Text to read:
-- BEGIN --

EMPLOYMENT APPEALS TRIBUNAL
CASE NO.
UD58/2015
CLAIM(S) OF:
John McIntyre
- Claimant
against
Ladbrokes (Ireland) Limited T/A Ladbrokes
- Respondent
under
UNFAIR DISMISSALS ACTS 1977 TO 2007
I certify that the Tribunal
(Division of Tribunal)
Chairman: Ms. E. Daly BL
Members: Mr. D. Morrison
Ms. A. Moore
heard this claim at Letterkenny on 12th April 2016
Representation:
Claimant: Mr. Ciaran Haran, Kieran O'Gorman, Solicitors, 62 Upper Main Street, Letterkenny, Co. Donegal
Respondent: Mr. Tiernan Lowey BL instructed by: Hayes, Solicitors, Lavery House, Earlsfort Terrace, Dublin 2
The determination of the Tribunal was as follows:-
At the outset a preliminary issue was raised by the representative for the respondent regarding the six-month time limit to lodge a claim under the Unfair Dismissals Acts, 1977 to 2007.

-- END --

Challenge: Please rewrite the paragraph of the tribunal determination that begins "At the outset a preliminary issue" in a shorter form that keeps its main facts. The material after the tribunal determination is separate from it.

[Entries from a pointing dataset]
-- BEGIN --

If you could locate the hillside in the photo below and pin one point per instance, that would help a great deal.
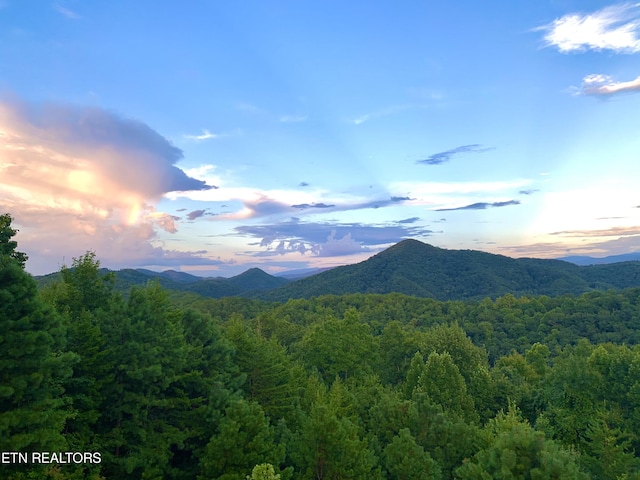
(409, 267)
(250, 282)
(415, 268)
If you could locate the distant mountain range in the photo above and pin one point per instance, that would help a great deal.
(410, 267)
(585, 260)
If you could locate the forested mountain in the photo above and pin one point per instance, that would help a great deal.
(586, 260)
(353, 387)
(246, 284)
(410, 267)
(415, 268)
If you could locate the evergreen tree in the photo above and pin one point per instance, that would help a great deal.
(517, 451)
(8, 246)
(243, 439)
(33, 361)
(406, 460)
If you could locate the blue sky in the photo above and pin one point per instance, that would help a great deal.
(212, 137)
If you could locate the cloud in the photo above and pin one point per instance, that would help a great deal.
(603, 85)
(295, 236)
(196, 214)
(293, 118)
(481, 206)
(205, 135)
(384, 113)
(409, 220)
(313, 205)
(79, 178)
(66, 12)
(609, 232)
(616, 28)
(443, 157)
(335, 247)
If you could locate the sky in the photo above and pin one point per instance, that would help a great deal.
(211, 137)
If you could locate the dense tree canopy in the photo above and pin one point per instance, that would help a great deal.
(355, 386)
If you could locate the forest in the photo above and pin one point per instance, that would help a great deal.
(159, 384)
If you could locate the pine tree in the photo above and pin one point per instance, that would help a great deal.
(33, 362)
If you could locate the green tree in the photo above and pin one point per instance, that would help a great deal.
(33, 362)
(243, 439)
(8, 246)
(406, 460)
(146, 345)
(517, 451)
(442, 382)
(339, 347)
(264, 471)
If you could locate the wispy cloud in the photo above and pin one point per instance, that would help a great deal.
(66, 12)
(196, 214)
(293, 118)
(326, 238)
(481, 206)
(205, 135)
(86, 178)
(304, 206)
(616, 28)
(409, 220)
(384, 113)
(443, 157)
(604, 85)
(609, 232)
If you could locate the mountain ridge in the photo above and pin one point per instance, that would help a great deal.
(410, 267)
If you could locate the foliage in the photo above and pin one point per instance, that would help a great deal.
(344, 386)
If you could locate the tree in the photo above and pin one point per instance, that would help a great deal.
(442, 382)
(406, 460)
(264, 471)
(8, 246)
(244, 438)
(517, 451)
(33, 361)
(339, 347)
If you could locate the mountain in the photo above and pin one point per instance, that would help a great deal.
(415, 268)
(250, 282)
(410, 267)
(586, 260)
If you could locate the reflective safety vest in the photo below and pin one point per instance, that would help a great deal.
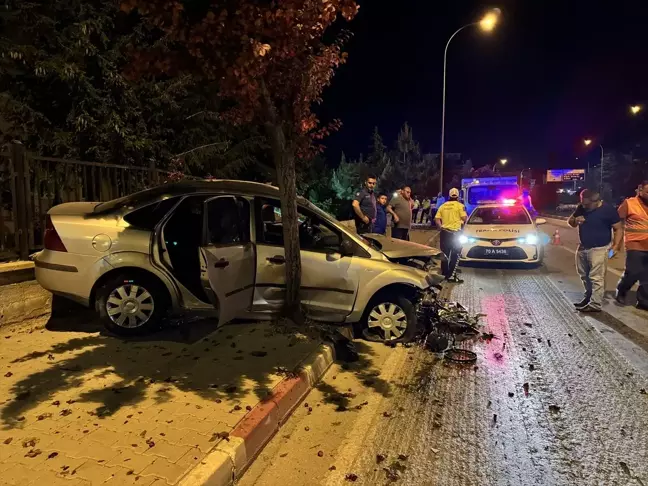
(636, 227)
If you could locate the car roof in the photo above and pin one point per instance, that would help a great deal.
(186, 187)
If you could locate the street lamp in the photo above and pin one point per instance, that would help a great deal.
(502, 161)
(588, 142)
(486, 24)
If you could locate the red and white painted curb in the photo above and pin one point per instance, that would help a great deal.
(229, 458)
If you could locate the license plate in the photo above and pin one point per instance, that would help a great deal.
(496, 251)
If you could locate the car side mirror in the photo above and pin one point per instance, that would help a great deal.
(347, 248)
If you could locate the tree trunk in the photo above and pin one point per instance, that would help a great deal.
(283, 152)
(288, 196)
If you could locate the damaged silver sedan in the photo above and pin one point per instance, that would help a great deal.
(218, 247)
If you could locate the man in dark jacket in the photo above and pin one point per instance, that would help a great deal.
(380, 226)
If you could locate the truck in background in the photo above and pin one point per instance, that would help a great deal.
(484, 190)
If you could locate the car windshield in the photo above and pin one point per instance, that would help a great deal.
(491, 193)
(500, 215)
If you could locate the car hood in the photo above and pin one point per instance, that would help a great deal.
(498, 231)
(394, 248)
(73, 209)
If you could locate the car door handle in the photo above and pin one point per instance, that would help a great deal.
(277, 260)
(221, 264)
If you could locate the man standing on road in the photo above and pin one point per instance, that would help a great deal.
(595, 221)
(634, 211)
(416, 205)
(450, 217)
(381, 215)
(425, 210)
(364, 207)
(400, 207)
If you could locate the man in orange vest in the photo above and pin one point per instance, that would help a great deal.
(634, 211)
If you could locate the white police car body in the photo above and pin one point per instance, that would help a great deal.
(501, 232)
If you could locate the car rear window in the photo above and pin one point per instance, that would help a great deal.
(500, 215)
(149, 216)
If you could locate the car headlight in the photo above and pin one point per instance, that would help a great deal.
(529, 240)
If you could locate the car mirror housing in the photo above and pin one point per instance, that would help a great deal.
(346, 248)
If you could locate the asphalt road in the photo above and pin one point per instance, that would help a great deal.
(405, 415)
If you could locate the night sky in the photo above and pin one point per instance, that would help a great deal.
(552, 73)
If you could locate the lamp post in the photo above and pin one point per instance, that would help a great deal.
(502, 161)
(588, 142)
(486, 24)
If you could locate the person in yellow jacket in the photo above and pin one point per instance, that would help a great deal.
(634, 211)
(450, 217)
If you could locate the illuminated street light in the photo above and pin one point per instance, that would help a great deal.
(486, 24)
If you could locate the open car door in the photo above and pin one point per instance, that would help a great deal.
(227, 256)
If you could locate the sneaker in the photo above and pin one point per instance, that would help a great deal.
(589, 309)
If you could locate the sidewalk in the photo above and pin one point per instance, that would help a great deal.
(81, 407)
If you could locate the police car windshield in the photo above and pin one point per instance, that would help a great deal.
(500, 215)
(490, 193)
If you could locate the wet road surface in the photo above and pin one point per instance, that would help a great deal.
(550, 401)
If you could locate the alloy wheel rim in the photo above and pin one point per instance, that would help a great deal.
(130, 306)
(389, 319)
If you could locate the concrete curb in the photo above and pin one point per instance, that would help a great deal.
(229, 458)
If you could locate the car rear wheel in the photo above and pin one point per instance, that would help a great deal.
(132, 305)
(389, 317)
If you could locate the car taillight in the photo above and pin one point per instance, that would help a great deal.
(52, 240)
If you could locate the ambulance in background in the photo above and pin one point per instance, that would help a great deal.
(489, 190)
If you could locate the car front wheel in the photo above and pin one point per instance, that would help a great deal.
(132, 305)
(389, 318)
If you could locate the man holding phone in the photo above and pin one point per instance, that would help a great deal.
(596, 221)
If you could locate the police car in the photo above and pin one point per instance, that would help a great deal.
(501, 232)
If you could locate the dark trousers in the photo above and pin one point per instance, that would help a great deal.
(400, 233)
(363, 228)
(451, 247)
(636, 270)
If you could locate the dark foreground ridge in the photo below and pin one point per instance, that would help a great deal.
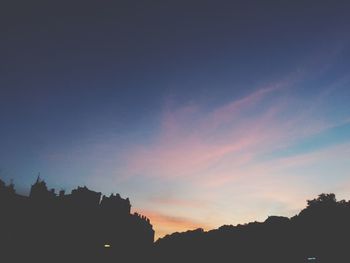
(83, 227)
(77, 227)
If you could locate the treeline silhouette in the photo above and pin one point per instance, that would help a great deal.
(83, 227)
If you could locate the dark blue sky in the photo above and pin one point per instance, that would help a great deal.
(86, 86)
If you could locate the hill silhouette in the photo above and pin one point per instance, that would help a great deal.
(85, 226)
(319, 233)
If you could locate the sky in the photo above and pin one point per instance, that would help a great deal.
(203, 113)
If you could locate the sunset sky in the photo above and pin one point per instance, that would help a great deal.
(203, 113)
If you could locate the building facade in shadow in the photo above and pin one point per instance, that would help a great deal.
(82, 226)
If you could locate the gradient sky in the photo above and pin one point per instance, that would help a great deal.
(203, 113)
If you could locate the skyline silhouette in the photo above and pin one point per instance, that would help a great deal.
(85, 226)
(193, 109)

-- END --

Result for this exercise: First, the respondent's representative raised a preliminary issue: the six-month time limit for lodging a claim under the Unfair Dismissals Acts, 1977 to 2007.